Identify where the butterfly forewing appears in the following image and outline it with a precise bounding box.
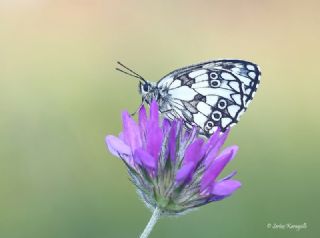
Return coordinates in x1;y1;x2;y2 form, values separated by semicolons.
156;60;261;136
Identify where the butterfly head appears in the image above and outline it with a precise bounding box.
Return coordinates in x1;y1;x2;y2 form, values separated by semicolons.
116;61;159;104
139;81;158;103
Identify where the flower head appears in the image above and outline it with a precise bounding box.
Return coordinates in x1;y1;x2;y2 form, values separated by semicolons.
106;100;241;215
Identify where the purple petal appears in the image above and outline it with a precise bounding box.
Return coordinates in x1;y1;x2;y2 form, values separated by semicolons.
105;135;131;157
138;105;148;133
204;129;230;167
175;120;183;140
208;194;229;202
105;135;133;166
146;123;163;160
175;162;195;184
168;121;177;161
183;129;191;143
122;111;142;151
202;128;221;155
162;118;171;134
184;138;204;164
201;147;237;192
183;125;198;144
149;100;159;126
133;148;157;173
217;145;239;162
118;132;124;141
211;180;241;196
220;170;237;181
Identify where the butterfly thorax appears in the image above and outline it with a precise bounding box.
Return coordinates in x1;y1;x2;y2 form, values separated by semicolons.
139;81;171;112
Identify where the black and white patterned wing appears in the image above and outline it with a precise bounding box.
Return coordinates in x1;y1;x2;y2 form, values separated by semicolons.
157;59;261;136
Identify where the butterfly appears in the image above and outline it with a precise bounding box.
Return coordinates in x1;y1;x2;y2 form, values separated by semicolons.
116;59;261;137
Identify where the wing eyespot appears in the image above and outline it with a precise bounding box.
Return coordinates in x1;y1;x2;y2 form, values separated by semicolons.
204;120;214;131
209;79;221;88
212;111;222;121
218;99;227;109
209;72;219;80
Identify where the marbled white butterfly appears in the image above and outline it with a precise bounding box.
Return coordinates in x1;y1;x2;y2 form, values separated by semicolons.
116;60;261;137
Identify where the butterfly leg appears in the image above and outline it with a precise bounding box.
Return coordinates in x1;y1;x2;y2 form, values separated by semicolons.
160;109;174;114
130;103;144;116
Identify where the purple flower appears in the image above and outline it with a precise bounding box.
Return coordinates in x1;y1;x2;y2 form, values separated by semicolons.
106;100;241;215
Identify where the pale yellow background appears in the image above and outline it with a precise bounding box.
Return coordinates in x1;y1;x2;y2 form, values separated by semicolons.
0;1;319;237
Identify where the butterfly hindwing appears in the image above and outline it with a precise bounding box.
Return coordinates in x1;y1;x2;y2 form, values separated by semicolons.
157;60;261;136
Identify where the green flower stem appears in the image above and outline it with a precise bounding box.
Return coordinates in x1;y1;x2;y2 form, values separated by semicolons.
140;207;161;238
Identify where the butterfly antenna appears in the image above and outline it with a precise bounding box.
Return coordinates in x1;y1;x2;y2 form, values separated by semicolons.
115;67;142;79
116;61;147;83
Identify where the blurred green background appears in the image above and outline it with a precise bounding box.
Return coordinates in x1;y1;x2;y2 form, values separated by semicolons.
0;0;319;237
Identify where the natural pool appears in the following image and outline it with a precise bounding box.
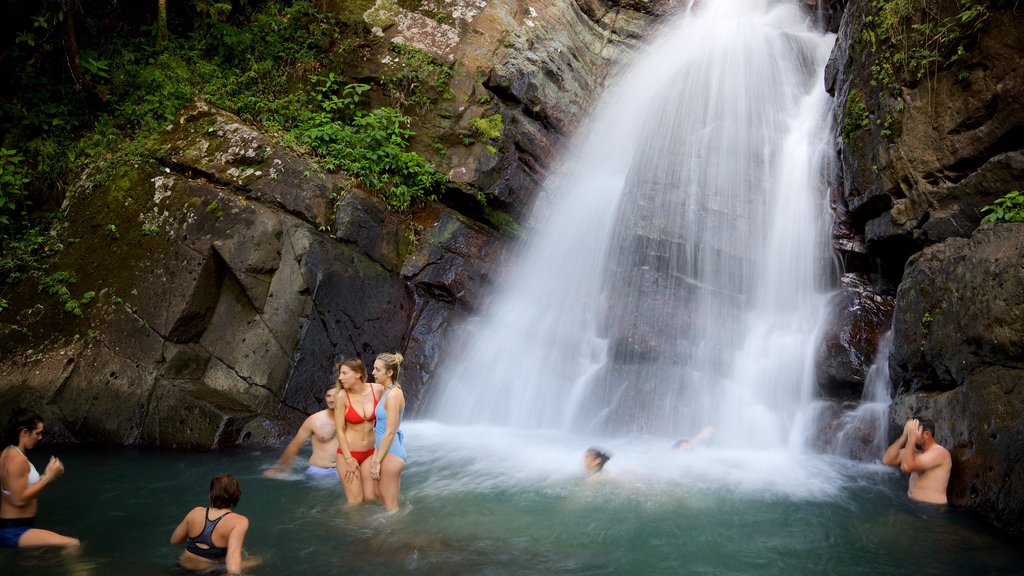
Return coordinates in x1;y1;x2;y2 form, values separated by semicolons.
3;421;1021;576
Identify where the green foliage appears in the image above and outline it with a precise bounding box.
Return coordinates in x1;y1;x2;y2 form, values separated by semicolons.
472;114;504;142
293;79;446;211
206;200;224;218
38;271;90;316
862;0;990;95
980;191;1024;223
1;0;453;285
877;114;895;140
842;90;870;146
0;221;53;285
381;44;454;112
0;149;31;237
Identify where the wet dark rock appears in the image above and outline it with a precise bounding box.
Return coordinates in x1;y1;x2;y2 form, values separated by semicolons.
817;274;895;402
159;102;334;228
887;223;1024;532
827;0;1024;532
828;1;1024;284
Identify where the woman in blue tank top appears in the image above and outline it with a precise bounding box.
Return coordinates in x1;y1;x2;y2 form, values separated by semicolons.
369;352;407;511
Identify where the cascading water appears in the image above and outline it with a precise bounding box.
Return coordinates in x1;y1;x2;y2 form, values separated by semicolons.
826;330;895;461
427;0;837;450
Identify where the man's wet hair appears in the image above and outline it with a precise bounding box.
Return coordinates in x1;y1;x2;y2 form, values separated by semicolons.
915;417;936;436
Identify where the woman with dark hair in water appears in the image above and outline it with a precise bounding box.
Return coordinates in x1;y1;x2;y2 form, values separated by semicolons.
0;407;79;549
171;474;255;574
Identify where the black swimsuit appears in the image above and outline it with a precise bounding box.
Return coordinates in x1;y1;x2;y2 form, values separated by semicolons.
185;508;230;559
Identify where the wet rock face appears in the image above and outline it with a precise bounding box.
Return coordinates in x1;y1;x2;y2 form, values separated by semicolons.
889;224;1024;398
1;0;670;447
0;102;508;448
817;274;895;402
370;0;659;217
828;0;1024;532
828;1;1024;285
888;224;1024;532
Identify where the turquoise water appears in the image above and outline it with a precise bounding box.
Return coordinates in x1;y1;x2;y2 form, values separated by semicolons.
3;421;1021;575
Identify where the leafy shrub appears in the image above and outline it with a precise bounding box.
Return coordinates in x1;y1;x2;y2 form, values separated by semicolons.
842;90;870;146
0;222;53;284
293;80;446;211
472;114;504;142
981;191;1024;223
0;149;30;236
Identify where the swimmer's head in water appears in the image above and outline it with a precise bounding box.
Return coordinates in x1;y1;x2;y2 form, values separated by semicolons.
672;439;695;452
583;448;611;473
210;474;241;509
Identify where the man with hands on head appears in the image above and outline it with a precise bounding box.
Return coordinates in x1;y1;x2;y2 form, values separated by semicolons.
882;416;952;505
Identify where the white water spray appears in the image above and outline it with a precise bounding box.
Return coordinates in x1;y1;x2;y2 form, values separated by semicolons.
428;0;837;451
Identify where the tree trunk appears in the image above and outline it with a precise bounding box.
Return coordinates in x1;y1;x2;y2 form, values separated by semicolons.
157;0;168;53
61;0;107;103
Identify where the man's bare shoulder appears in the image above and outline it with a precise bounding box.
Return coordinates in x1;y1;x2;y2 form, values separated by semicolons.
930;443;952;461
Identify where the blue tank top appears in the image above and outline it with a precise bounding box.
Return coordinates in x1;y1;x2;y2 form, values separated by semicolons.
373;386;405;446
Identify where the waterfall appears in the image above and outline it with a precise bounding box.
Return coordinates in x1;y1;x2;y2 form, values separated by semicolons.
427;0;837;450
826;331;894;461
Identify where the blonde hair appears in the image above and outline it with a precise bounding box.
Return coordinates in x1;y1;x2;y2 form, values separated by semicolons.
375;352;404;386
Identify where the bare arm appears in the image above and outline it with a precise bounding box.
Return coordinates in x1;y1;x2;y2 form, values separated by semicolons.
170;508;199;545
693;426;715;445
333;393;359;482
3;455;63;507
880;426;905;467
225;516;249;574
270;418;313;471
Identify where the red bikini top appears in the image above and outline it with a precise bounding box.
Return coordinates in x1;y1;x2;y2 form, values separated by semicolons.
343;387;379;425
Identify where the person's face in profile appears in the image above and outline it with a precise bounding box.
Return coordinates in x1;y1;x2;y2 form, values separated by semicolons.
915;430;931;451
22;422;44;449
338;365;362;389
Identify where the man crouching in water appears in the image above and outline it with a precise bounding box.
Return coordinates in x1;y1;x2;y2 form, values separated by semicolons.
882;417;952;505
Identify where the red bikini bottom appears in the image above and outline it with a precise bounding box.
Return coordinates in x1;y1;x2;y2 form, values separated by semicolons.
338;447;375;464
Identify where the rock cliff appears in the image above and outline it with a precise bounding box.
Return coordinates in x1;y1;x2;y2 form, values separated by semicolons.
827;0;1024;532
0;0;663;446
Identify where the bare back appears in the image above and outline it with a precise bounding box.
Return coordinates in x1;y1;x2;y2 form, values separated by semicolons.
173;505;251;572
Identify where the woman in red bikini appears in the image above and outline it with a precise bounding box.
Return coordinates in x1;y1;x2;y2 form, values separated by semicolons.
333;357;385;505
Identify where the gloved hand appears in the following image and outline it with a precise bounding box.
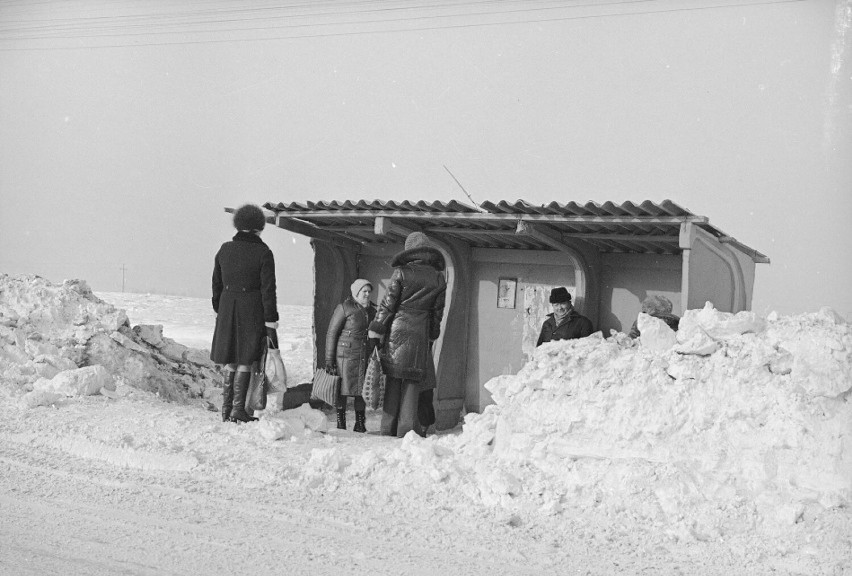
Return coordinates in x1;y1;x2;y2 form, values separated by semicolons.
326;362;338;376
266;327;279;349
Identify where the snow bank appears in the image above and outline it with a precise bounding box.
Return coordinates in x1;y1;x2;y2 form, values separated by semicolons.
298;302;851;538
0;274;220;404
4;274;850;543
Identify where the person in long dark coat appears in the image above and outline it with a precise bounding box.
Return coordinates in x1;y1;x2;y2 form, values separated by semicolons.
536;287;594;346
325;279;376;433
210;204;279;423
368;232;446;438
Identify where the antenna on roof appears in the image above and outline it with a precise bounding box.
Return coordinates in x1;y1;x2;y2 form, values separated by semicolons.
443;165;485;212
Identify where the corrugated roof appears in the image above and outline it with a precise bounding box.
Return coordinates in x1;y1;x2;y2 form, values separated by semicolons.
265;199;479;214
251;199;768;263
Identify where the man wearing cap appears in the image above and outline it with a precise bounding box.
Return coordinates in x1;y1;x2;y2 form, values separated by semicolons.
536;287;594;347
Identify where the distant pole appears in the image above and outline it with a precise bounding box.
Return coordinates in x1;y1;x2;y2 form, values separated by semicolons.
120;264;127;292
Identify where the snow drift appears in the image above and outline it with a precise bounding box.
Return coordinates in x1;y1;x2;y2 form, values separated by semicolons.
475;304;851;538
0;274;221;405
306;303;852;539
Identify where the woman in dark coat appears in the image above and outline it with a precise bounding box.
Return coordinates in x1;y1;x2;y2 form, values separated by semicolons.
210;204;279;423
325;279;376;433
368;232;446;438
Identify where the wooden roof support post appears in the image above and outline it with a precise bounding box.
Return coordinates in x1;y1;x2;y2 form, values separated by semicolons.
274;214;362;251
373;216;421;239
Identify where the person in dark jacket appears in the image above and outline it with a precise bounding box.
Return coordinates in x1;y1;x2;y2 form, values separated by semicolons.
628;295;680;338
325;279;376;433
536;287;594;346
210;204;279;423
368;232;446;438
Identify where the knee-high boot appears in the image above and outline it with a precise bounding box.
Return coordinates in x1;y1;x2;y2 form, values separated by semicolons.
221;370;235;422
229;370;258;423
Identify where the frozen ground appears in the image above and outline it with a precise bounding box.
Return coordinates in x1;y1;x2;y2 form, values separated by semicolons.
1;276;850;575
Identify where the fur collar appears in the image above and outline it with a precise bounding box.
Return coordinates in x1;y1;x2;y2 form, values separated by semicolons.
390;246;446;270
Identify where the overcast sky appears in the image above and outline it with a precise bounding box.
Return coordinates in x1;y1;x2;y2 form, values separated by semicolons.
1;0;850;316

§

◆ Instructions for the task: Your reply should consist solely of the lines above, from the opening line through the line with "Identify where the purple petal", reproduced exactly and without pictures.

◆ Answer to the exercise:
Identify where the butterfly forewing appears in the following image and outline it with a precise bounding box.
Return coordinates in x1;y1;x2;y2 form, values separated by semicolons.
156;60;261;136
Identify where the butterfly head appears in the image above and outline it with a precise bounding box.
Return coordinates in x1;y1;x2;y2 form, values separated by semicolons.
116;61;159;104
139;81;158;103
Identify where the flower head appears in the image above and outline it with a precise bounding box.
Return coordinates in x1;y1;x2;y2 form, values separated by semicolons.
106;100;241;215
Identify where the purple petal appears in the image above and outline it with a precise bounding box.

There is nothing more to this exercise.